# PROMPT:
Pull out each line in the listing below that contains the word "concrete". Match capital and small letters exactly.

— start GIVEN DATA —

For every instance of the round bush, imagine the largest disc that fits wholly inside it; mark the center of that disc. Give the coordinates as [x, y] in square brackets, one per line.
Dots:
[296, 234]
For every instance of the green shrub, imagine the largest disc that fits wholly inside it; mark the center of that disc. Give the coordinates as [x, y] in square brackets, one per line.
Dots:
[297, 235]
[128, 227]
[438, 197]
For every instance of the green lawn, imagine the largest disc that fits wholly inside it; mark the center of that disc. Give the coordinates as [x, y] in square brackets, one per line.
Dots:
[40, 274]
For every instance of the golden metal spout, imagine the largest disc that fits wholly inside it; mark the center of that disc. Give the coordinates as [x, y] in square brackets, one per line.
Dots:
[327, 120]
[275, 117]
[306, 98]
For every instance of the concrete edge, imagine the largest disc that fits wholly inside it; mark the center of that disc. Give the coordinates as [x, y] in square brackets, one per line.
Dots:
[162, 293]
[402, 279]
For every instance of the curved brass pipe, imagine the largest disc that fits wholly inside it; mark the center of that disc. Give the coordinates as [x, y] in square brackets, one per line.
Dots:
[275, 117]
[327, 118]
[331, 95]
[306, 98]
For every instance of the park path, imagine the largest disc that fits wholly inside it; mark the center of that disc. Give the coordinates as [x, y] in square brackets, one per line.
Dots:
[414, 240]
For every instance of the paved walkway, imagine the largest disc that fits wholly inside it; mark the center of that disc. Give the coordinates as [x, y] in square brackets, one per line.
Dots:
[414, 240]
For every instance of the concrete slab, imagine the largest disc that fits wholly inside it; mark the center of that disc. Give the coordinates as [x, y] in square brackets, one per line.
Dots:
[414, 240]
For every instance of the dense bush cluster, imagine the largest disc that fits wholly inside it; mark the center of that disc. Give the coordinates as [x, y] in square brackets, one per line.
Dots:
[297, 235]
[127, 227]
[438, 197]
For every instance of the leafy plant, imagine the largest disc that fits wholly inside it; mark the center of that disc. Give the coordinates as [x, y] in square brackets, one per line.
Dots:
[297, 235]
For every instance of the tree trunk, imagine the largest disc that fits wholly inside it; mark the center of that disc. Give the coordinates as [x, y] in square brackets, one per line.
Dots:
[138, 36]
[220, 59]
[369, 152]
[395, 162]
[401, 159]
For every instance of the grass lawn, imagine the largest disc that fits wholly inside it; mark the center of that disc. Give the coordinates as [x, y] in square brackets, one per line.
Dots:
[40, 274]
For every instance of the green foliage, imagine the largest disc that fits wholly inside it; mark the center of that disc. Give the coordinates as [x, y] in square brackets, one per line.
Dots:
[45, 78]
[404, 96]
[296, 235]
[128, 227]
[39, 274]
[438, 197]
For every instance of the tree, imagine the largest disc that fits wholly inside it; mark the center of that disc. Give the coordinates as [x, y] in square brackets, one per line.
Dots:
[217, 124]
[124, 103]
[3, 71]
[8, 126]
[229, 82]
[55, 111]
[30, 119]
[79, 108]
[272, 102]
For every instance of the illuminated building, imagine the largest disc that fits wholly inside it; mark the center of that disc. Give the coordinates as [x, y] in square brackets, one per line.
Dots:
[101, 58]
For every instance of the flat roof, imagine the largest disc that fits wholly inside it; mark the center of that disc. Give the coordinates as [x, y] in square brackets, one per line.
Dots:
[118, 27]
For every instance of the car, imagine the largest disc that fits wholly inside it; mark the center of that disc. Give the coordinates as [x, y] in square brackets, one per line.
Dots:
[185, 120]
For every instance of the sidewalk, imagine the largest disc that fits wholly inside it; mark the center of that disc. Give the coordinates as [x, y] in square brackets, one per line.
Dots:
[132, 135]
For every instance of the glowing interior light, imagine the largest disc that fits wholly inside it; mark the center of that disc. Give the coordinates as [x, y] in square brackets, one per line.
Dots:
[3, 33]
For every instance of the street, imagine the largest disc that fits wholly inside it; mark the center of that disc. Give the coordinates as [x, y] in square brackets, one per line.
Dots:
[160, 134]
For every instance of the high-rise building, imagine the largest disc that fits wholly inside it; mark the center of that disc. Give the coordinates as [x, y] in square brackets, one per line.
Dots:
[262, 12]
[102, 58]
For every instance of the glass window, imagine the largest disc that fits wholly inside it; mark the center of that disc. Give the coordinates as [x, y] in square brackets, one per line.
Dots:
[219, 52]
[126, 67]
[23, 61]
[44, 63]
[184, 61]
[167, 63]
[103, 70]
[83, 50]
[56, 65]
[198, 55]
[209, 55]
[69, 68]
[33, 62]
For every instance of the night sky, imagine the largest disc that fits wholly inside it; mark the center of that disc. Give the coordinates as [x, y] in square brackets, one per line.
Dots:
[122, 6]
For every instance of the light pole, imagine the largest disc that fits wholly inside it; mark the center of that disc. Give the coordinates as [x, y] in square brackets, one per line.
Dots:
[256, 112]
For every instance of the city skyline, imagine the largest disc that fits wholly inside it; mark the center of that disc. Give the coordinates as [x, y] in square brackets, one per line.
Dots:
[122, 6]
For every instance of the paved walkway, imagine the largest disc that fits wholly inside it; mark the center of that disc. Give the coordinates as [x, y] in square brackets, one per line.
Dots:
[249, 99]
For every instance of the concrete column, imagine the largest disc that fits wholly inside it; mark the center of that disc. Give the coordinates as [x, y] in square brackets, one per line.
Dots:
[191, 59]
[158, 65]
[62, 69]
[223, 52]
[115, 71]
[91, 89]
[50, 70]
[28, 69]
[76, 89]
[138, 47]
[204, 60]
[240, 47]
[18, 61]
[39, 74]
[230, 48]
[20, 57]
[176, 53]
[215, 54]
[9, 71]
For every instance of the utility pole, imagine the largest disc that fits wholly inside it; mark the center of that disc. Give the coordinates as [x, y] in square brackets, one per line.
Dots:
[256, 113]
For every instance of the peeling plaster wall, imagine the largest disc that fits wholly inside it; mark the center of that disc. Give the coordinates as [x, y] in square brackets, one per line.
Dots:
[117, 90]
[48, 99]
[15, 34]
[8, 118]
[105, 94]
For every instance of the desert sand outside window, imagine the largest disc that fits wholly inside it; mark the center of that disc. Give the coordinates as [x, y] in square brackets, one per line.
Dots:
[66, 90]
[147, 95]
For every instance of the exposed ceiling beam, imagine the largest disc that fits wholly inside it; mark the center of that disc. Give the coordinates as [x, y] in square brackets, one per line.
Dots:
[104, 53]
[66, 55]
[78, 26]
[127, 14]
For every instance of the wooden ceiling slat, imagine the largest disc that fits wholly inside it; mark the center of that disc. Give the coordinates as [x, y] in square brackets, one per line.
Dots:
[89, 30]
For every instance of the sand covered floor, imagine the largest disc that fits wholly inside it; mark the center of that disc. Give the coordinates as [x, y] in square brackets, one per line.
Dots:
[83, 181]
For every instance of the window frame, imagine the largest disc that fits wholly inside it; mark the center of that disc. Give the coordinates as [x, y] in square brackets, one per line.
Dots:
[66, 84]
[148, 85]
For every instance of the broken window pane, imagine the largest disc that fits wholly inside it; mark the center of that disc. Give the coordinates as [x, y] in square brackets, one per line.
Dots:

— end GIVEN DATA —
— start GIVEN DATA —

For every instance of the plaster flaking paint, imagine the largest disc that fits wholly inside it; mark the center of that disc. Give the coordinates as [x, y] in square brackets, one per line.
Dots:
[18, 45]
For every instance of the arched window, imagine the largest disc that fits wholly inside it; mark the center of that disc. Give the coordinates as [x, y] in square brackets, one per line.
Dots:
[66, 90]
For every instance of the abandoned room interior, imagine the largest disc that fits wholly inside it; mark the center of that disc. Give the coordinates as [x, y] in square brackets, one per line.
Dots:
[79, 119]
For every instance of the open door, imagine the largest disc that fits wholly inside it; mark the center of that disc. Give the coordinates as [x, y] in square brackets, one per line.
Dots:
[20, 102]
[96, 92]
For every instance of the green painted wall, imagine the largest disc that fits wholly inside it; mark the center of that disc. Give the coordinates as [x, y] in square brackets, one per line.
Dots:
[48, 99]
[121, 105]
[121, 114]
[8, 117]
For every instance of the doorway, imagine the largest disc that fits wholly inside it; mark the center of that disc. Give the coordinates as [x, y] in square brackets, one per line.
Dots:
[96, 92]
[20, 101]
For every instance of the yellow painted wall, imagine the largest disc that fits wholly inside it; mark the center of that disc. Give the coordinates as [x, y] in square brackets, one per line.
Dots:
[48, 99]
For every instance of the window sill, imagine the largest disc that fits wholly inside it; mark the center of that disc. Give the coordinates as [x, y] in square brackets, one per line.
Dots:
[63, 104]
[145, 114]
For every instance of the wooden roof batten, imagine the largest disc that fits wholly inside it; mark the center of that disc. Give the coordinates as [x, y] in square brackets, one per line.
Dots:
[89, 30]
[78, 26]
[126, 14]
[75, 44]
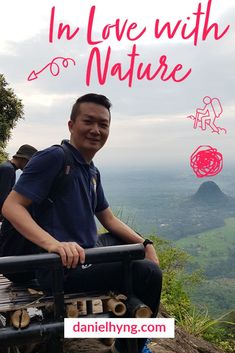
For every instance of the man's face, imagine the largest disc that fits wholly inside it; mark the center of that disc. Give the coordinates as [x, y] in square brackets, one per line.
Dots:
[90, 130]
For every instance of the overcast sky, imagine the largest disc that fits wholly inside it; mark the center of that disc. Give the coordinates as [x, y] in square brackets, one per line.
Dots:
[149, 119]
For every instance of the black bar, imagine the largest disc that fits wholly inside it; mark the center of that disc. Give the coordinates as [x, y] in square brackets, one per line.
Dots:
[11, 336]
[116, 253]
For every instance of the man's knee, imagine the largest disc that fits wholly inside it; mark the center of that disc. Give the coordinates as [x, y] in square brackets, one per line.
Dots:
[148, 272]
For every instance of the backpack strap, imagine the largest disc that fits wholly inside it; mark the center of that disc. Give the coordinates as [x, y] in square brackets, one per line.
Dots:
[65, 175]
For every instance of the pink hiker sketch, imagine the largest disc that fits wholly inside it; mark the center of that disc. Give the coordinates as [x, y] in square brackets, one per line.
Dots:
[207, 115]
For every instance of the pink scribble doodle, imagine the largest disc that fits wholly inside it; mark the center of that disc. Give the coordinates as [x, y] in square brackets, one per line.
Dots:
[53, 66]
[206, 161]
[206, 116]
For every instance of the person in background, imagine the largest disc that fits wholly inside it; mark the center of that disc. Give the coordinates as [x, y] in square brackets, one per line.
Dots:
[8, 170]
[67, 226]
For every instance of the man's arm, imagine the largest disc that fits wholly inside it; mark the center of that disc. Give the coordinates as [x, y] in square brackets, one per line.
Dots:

— end GIVEN DATA —
— start GIVEN DATA —

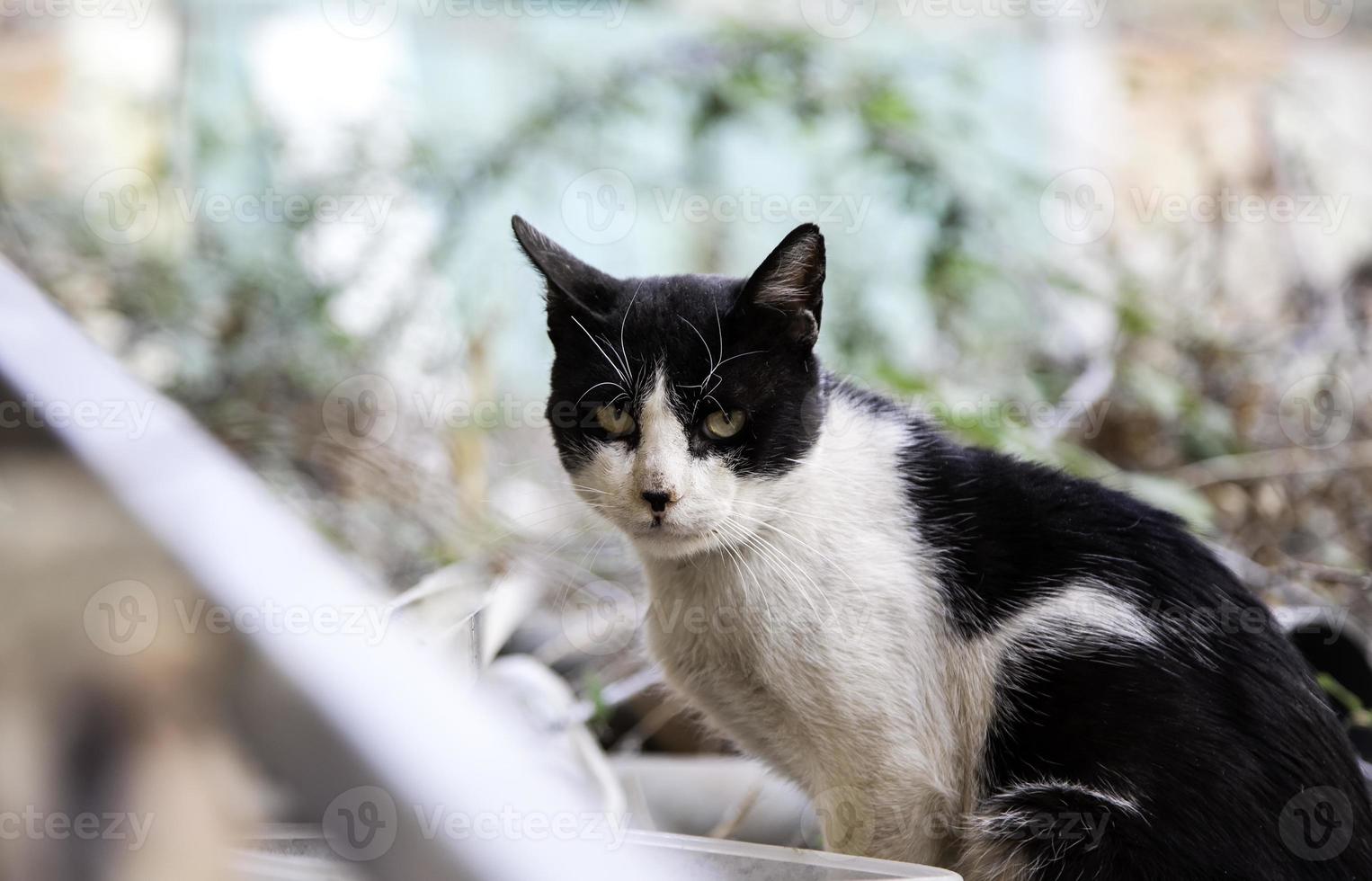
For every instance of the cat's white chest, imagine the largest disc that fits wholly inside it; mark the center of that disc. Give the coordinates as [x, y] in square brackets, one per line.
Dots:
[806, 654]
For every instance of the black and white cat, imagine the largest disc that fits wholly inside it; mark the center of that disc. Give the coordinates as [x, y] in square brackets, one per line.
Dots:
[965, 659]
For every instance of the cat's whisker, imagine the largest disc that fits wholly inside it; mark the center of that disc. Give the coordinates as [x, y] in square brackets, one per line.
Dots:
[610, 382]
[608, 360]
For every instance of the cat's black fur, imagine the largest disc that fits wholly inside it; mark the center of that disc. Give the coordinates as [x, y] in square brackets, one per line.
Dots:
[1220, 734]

— end GIVEN DATA —

# ANSWER TO THE TASK:
For every instance of the concrete edge, imagine the largest disc that fits wholly inside it; mark the center of that disc. Give the coordinates as [x, y] in square brackets, one per line.
For every instance of the concrete slab, imagine the largest disc that fits wholly inside it; mark the center of that disc. Give the coordinates as [x, y] in square brackets, one per line.
For every instance of the concrete column, imagine the largest disc that fits wholly inside it; mark the center of that disc. Give the coordinates as [x, y] in square brackets, one per line.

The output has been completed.